Items listed in a dataset:
============

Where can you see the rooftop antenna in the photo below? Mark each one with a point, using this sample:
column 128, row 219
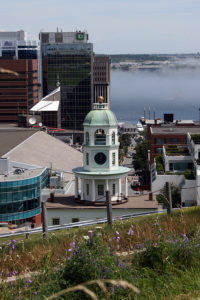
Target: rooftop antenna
column 58, row 81
column 199, row 116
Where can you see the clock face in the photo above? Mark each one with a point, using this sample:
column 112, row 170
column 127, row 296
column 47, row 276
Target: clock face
column 100, row 158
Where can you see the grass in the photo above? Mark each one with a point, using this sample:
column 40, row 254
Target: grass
column 162, row 259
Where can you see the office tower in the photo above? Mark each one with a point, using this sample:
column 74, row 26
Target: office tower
column 18, row 76
column 67, row 60
column 101, row 78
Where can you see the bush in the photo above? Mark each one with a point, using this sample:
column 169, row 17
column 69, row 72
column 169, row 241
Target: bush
column 189, row 174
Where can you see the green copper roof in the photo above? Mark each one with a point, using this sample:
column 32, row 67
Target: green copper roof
column 119, row 171
column 100, row 117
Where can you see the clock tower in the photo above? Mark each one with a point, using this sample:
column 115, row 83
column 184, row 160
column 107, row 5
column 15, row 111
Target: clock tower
column 101, row 170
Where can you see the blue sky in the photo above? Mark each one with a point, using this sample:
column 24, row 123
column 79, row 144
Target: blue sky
column 114, row 26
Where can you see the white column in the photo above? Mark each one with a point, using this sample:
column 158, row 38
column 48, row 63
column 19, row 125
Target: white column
column 76, row 187
column 119, row 188
column 126, row 187
column 107, row 185
column 82, row 187
column 93, row 190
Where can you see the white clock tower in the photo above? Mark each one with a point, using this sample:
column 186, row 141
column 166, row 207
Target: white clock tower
column 101, row 170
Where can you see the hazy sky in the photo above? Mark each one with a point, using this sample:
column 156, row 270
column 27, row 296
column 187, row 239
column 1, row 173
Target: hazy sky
column 114, row 26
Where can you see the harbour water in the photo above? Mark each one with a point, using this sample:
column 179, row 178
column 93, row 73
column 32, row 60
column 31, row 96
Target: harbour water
column 163, row 91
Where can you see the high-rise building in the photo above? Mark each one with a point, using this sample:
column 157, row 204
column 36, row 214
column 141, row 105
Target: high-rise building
column 18, row 76
column 101, row 78
column 67, row 58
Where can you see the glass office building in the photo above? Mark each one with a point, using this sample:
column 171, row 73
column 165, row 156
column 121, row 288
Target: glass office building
column 20, row 193
column 67, row 59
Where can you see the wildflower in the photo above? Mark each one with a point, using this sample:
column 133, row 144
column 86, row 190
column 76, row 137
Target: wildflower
column 72, row 244
column 90, row 232
column 130, row 232
column 29, row 281
column 105, row 270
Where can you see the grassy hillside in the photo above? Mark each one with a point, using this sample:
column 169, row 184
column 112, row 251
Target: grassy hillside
column 160, row 255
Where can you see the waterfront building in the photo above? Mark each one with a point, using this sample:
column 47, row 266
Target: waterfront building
column 20, row 191
column 67, row 59
column 179, row 165
column 19, row 75
column 101, row 170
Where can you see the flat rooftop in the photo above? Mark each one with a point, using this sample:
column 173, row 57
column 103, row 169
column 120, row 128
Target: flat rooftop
column 174, row 130
column 26, row 174
column 134, row 202
column 10, row 137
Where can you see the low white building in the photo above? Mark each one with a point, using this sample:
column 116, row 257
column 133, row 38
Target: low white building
column 177, row 162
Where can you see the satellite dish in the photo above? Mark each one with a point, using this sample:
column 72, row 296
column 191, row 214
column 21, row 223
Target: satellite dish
column 32, row 121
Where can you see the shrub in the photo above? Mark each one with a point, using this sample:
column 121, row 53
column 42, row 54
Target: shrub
column 189, row 174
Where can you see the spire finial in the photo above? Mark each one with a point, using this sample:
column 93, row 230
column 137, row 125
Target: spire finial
column 100, row 99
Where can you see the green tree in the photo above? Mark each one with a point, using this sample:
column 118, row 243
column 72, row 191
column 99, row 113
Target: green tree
column 176, row 196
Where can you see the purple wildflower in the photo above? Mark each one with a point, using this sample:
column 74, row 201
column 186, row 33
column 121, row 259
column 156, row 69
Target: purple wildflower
column 130, row 232
column 90, row 232
column 29, row 281
column 72, row 244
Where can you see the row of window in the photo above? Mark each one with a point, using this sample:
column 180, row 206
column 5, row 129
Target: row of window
column 99, row 137
column 163, row 141
column 100, row 189
column 87, row 159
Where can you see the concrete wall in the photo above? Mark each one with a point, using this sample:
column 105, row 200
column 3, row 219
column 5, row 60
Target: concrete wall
column 66, row 215
column 162, row 179
column 188, row 192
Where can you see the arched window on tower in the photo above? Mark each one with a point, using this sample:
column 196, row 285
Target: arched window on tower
column 100, row 137
column 113, row 138
column 87, row 138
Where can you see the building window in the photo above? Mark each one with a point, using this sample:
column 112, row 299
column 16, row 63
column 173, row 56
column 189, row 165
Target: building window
column 100, row 137
column 174, row 140
column 87, row 138
column 113, row 138
column 100, row 190
column 87, row 159
column 159, row 141
column 113, row 158
column 158, row 150
column 56, row 221
column 74, row 220
column 114, row 188
column 87, row 189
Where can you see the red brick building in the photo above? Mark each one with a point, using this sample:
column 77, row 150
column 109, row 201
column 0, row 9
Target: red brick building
column 18, row 93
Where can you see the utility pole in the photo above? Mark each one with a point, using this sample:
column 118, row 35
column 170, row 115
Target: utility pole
column 44, row 212
column 169, row 198
column 109, row 208
column 44, row 219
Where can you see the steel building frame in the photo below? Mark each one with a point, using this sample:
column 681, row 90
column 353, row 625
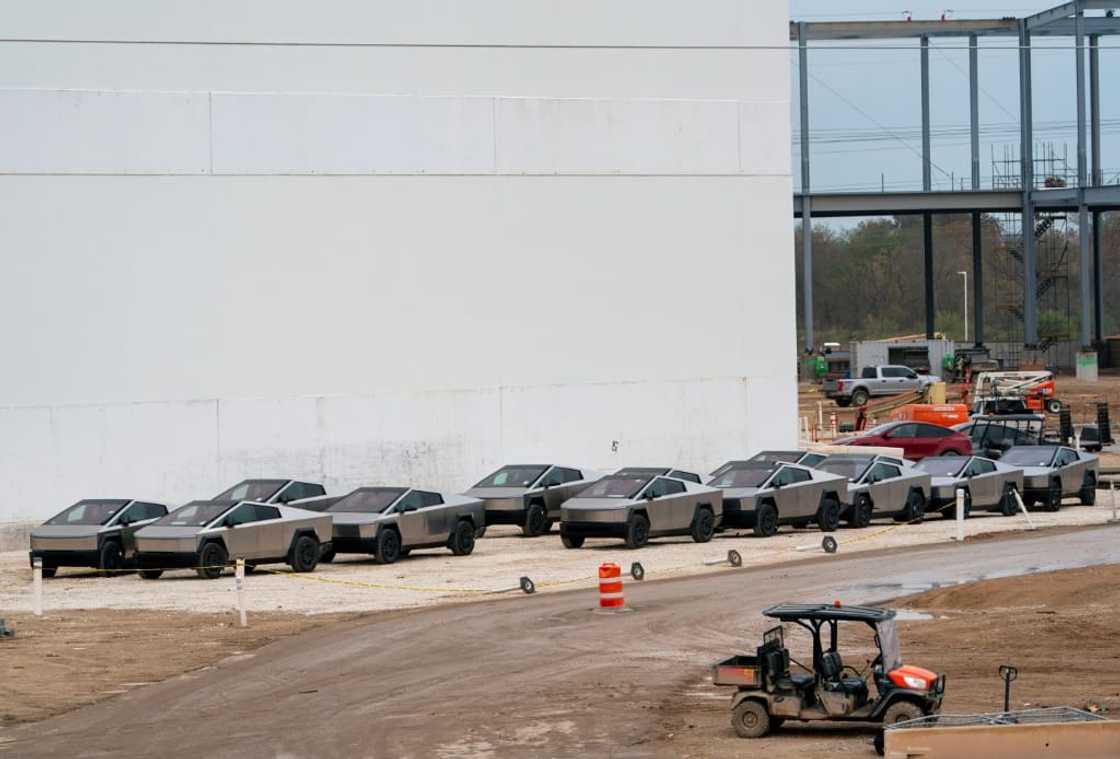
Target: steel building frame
column 1089, row 198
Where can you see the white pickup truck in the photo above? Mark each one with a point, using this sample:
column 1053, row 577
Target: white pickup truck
column 876, row 382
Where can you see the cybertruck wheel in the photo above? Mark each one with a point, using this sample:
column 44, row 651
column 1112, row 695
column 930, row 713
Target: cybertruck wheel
column 212, row 561
column 703, row 525
column 1088, row 493
column 1054, row 496
column 111, row 558
column 828, row 516
column 902, row 711
column 537, row 521
column 388, row 547
column 765, row 521
column 571, row 541
column 750, row 719
column 305, row 554
column 463, row 539
column 637, row 531
column 861, row 512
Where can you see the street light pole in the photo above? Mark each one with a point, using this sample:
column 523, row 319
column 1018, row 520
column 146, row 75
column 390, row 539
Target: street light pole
column 966, row 275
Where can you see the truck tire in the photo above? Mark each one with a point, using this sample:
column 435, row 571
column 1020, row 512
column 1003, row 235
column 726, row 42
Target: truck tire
column 765, row 519
column 861, row 511
column 537, row 521
column 111, row 558
column 463, row 539
column 388, row 547
column 212, row 561
column 1088, row 493
column 750, row 719
column 828, row 515
column 703, row 525
column 637, row 531
column 305, row 554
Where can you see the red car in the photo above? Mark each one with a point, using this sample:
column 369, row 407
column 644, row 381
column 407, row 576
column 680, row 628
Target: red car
column 917, row 439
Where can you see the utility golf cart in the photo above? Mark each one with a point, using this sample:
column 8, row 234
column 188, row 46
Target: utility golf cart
column 768, row 693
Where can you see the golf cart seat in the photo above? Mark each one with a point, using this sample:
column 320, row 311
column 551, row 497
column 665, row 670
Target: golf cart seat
column 832, row 680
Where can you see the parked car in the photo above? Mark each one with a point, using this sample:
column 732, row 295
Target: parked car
column 879, row 486
column 1052, row 472
column 390, row 522
column 988, row 485
column 763, row 495
column 804, row 458
column 637, row 504
column 991, row 436
column 530, row 495
column 94, row 532
column 271, row 490
column 206, row 535
column 917, row 440
column 877, row 382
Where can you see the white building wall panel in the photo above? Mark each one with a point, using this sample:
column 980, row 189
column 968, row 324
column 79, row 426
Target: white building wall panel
column 72, row 131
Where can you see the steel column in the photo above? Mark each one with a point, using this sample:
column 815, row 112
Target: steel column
column 806, row 214
column 926, row 185
column 1027, row 171
column 1085, row 263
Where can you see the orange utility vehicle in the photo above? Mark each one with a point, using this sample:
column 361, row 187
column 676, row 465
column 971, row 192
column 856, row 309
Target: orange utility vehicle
column 768, row 693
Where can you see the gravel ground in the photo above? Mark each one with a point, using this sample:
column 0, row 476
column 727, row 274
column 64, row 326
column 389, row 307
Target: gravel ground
column 355, row 583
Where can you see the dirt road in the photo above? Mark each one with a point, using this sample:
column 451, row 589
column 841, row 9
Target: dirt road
column 533, row 675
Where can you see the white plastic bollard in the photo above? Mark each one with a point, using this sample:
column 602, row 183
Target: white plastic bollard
column 37, row 587
column 960, row 515
column 239, row 578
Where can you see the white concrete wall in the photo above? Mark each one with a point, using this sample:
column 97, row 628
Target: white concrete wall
column 411, row 261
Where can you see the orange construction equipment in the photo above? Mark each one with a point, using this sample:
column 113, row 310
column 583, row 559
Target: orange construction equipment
column 946, row 414
column 610, row 587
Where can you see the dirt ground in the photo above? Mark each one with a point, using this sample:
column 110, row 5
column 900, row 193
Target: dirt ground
column 80, row 657
column 1058, row 628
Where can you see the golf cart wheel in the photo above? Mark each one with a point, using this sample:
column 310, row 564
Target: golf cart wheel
column 902, row 711
column 571, row 541
column 463, row 539
column 212, row 561
column 537, row 521
column 828, row 515
column 110, row 559
column 861, row 511
column 637, row 531
column 1007, row 504
column 1088, row 494
column 750, row 719
column 1054, row 496
column 765, row 519
column 388, row 549
column 305, row 554
column 703, row 525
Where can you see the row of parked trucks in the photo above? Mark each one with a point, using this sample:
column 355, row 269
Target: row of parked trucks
column 281, row 521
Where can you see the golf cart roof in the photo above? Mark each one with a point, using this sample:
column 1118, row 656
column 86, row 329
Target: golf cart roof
column 829, row 611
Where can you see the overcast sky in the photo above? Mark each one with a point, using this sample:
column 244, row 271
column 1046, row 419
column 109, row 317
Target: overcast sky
column 866, row 103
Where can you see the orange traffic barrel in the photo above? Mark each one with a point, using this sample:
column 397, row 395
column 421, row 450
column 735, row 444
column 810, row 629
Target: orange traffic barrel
column 610, row 587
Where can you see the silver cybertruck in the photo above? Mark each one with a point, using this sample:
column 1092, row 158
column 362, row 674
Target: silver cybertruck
column 635, row 504
column 988, row 485
column 763, row 495
column 529, row 495
column 206, row 535
column 390, row 522
column 879, row 486
column 1052, row 472
column 94, row 532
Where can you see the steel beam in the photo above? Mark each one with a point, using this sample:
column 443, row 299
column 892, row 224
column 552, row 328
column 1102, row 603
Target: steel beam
column 806, row 215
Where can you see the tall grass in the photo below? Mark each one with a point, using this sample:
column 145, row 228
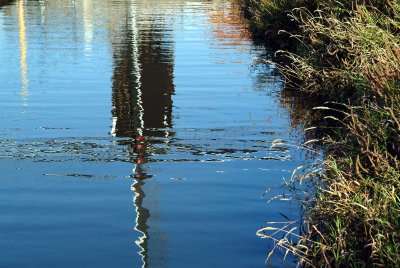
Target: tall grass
column 348, row 52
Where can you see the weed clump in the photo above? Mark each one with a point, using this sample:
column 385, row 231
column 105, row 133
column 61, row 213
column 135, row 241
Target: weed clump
column 347, row 53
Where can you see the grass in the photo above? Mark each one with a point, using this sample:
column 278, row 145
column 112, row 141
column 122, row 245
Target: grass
column 348, row 55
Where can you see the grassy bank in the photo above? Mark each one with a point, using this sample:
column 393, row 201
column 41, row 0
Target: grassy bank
column 347, row 53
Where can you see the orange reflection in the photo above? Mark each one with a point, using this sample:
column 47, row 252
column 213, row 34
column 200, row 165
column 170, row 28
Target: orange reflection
column 226, row 19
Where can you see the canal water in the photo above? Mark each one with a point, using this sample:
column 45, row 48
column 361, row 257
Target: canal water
column 137, row 133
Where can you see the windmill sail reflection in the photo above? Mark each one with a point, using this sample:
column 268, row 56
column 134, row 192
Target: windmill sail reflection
column 142, row 87
column 24, row 49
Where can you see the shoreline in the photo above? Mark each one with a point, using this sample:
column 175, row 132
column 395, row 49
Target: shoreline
column 348, row 55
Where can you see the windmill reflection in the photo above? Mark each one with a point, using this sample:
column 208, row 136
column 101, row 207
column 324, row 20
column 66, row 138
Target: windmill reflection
column 23, row 48
column 141, row 93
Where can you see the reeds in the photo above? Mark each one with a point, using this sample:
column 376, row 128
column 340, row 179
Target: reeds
column 347, row 52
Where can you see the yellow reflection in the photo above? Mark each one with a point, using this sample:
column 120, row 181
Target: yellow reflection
column 23, row 46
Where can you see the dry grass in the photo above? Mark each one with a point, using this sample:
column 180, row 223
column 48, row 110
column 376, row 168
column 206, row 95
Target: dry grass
column 351, row 53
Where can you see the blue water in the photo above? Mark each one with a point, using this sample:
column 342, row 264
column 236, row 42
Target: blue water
column 137, row 134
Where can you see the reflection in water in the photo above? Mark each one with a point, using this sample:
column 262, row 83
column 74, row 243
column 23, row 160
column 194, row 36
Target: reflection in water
column 142, row 215
column 23, row 48
column 142, row 105
column 88, row 24
column 142, row 45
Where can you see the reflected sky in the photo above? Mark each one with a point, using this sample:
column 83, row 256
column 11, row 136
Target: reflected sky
column 138, row 132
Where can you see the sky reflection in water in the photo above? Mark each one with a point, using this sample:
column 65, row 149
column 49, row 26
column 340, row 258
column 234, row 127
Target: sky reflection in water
column 174, row 174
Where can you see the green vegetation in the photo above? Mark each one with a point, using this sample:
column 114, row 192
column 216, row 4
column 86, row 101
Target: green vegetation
column 347, row 53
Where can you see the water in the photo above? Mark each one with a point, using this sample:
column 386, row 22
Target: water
column 137, row 134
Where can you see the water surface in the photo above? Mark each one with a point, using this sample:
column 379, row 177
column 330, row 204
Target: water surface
column 136, row 134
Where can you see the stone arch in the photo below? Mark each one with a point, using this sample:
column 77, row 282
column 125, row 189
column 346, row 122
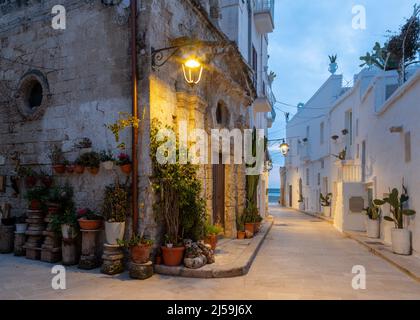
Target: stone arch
column 33, row 94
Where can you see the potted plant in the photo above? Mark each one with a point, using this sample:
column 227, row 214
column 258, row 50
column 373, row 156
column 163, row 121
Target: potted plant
column 211, row 233
column 373, row 213
column 36, row 197
column 326, row 204
column 46, row 179
column 107, row 159
column 115, row 209
column 400, row 237
column 30, row 176
column 92, row 161
column 124, row 163
column 21, row 225
column 57, row 159
column 88, row 219
column 139, row 247
column 79, row 166
column 84, row 146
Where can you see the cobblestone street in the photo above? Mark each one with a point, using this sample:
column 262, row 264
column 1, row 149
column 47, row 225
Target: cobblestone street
column 301, row 258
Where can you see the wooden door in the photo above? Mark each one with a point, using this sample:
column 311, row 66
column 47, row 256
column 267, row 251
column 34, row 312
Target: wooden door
column 219, row 193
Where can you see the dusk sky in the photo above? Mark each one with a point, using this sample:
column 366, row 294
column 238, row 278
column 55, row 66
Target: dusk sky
column 306, row 33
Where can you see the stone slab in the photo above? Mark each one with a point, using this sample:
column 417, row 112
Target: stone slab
column 233, row 258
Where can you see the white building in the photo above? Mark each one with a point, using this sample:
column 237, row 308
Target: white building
column 376, row 123
column 248, row 23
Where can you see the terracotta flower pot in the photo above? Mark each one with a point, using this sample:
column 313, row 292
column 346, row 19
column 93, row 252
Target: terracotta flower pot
column 59, row 168
column 140, row 254
column 70, row 169
column 172, row 257
column 79, row 169
column 30, row 182
column 93, row 170
column 126, row 168
column 250, row 228
column 35, row 204
column 90, row 224
column 241, row 235
column 211, row 240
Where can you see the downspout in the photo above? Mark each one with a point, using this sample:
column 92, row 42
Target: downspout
column 135, row 131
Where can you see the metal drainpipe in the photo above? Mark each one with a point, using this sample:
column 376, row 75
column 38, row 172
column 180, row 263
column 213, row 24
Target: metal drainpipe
column 135, row 132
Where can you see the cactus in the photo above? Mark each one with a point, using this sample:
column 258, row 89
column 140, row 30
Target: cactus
column 397, row 203
column 325, row 200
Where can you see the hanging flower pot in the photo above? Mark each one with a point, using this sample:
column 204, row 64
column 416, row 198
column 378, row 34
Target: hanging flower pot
column 59, row 168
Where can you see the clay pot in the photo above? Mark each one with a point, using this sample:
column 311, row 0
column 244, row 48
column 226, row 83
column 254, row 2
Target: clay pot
column 126, row 168
column 140, row 254
column 212, row 241
column 90, row 224
column 241, row 235
column 59, row 168
column 35, row 204
column 79, row 169
column 250, row 228
column 30, row 182
column 70, row 169
column 172, row 257
column 47, row 181
column 93, row 170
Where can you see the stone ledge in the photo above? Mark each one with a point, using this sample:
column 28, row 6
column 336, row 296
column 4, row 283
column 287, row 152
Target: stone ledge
column 233, row 258
column 410, row 265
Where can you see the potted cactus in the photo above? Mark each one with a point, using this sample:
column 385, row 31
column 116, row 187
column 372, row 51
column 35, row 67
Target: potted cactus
column 326, row 204
column 115, row 210
column 400, row 236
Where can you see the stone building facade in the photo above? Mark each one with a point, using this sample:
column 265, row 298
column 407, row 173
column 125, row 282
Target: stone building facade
column 84, row 76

============

■ **What is being asked**:
Quote the lines from the one containing "Where can you see the windmill sail" through the one containing "column 347, row 52", both included.

■ **Result of the exercise**:
Where can you see the windmill sail reflection in the photo above? Mark each one with a point, using this sample:
column 268, row 56
column 134, row 192
Target: windmill sail reflection
column 142, row 87
column 24, row 49
Where can you see the shoreline in the photo above? Mark each one with a point, using this sample:
column 175, row 132
column 395, row 49
Target: shoreline
column 348, row 55
Where can you see the windmill reflection in the photo above? Mark each one with a point, using this sample:
column 208, row 136
column 101, row 207
column 324, row 20
column 66, row 138
Target: windmill reflection
column 23, row 48
column 141, row 93
Where can you see the reeds in the photo above? Mark each one with a point, using this sample:
column 376, row 128
column 340, row 179
Target: reeds
column 347, row 52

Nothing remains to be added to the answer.